TASK:
Repeat the listing from the line containing "Class, indicate each instance of the cheek" through the end of the listing, changing every "photo" to "image" and leaving everything else unchanged. Leave the pictures out of your answer.

begin

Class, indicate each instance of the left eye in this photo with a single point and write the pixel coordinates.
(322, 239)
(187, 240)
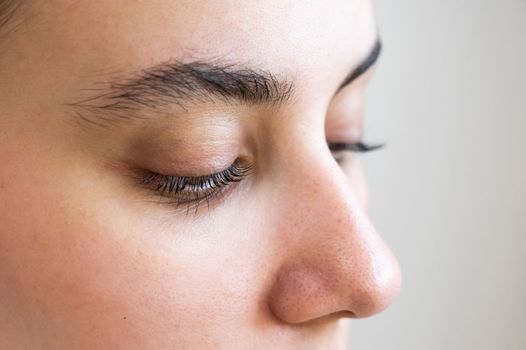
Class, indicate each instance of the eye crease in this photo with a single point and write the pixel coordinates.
(193, 190)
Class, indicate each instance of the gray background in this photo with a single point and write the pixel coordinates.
(448, 193)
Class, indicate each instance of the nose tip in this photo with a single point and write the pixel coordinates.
(359, 287)
(373, 293)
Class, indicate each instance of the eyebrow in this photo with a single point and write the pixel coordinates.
(201, 81)
(364, 66)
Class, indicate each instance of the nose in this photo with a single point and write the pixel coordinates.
(333, 260)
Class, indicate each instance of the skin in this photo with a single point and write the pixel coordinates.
(89, 259)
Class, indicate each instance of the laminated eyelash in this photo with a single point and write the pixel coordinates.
(185, 189)
(355, 147)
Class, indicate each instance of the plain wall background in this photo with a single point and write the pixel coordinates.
(448, 193)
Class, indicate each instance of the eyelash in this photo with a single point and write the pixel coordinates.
(193, 190)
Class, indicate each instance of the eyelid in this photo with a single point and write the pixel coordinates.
(192, 190)
(355, 147)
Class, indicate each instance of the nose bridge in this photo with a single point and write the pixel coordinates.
(335, 260)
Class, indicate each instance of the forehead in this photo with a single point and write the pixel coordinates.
(319, 41)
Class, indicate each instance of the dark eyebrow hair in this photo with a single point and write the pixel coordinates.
(182, 83)
(364, 66)
(200, 81)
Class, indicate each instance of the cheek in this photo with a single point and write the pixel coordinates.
(357, 182)
(77, 259)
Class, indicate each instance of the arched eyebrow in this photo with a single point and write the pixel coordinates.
(184, 83)
(364, 66)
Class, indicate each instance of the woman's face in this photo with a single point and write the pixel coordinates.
(114, 233)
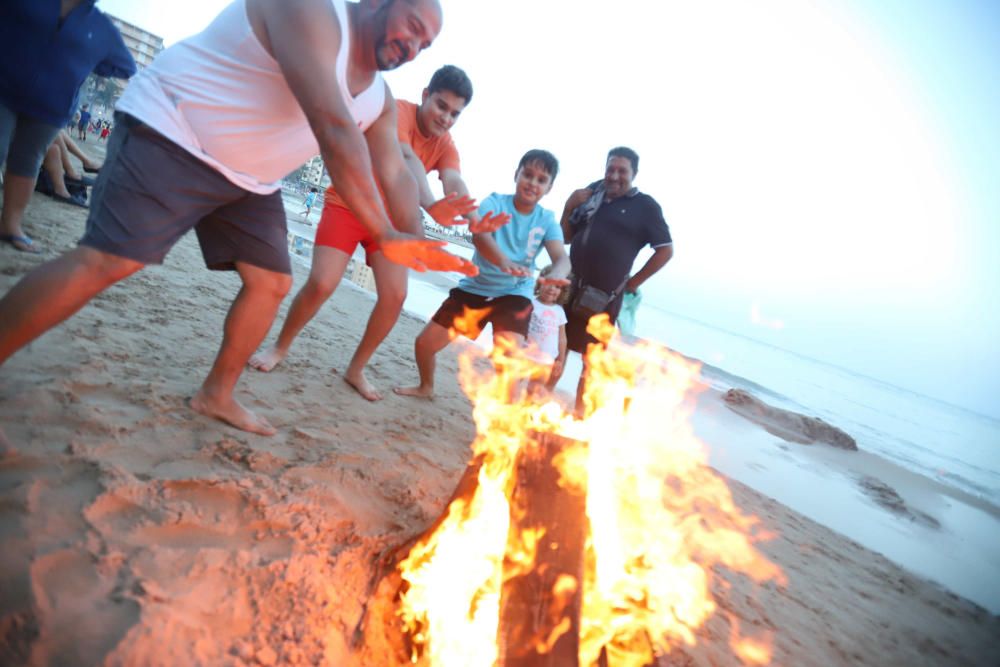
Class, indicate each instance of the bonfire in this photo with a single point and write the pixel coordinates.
(578, 539)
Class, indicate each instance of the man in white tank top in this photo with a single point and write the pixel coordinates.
(202, 140)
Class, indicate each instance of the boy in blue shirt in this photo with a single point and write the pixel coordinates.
(501, 293)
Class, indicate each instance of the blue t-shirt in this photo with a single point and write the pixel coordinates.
(521, 239)
(44, 60)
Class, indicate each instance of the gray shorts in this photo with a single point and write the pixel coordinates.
(23, 142)
(150, 192)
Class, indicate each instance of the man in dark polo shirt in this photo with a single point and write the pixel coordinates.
(607, 224)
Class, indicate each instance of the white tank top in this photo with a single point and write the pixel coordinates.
(222, 97)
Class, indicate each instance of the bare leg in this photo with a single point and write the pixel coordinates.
(67, 163)
(328, 268)
(54, 291)
(249, 318)
(390, 284)
(508, 340)
(16, 195)
(581, 388)
(431, 340)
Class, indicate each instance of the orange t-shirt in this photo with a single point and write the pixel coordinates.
(436, 153)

end

RESULT OF THE EXERCISE:
Class, indicate each instance of the cheek in this image with a single point and write the pixel coordinates.
(357, 182)
(77, 259)
Class, indicate each instance of the arched eyebrow in this image with a single point and write the pixel coordinates.
(184, 83)
(364, 66)
Class, indicate each instance of the woman's face in this image with a single point and write the pixel coordinates.
(114, 233)
Class, indicate each instance of the bonfire in this image with a single point and write the pixel coordinates.
(578, 539)
Class, indicate each instance of the man in white tank top in this image with a single point and write the pixel coordinates.
(202, 140)
Class, indicate each instance of the boy in blue shirt in this image with a single point and write the pixel coordinates.
(501, 293)
Class, indicate each instance of the blue t-shirt in this image with a single point and write the pixel coordinates.
(521, 239)
(44, 60)
Class, indicate each instance of the gray shorts in this image with a single point and write the pixel coordinates.
(23, 142)
(150, 192)
Class, indicate each instance of the man in dark polo shirt in this image with a single point and write the pixel coordinates.
(607, 224)
Class, indicate each instance of the white tank top in this image with a single point and write the pixel coordinates.
(222, 97)
Class, indicate each instance of the bare leg in this image with a single point and write the pixel coordinates.
(67, 163)
(328, 268)
(54, 291)
(249, 318)
(390, 284)
(508, 340)
(16, 195)
(581, 388)
(431, 340)
Class, indicate each instance of the orange t-shirt in this image with a single point and write the pixel coordinates.
(436, 153)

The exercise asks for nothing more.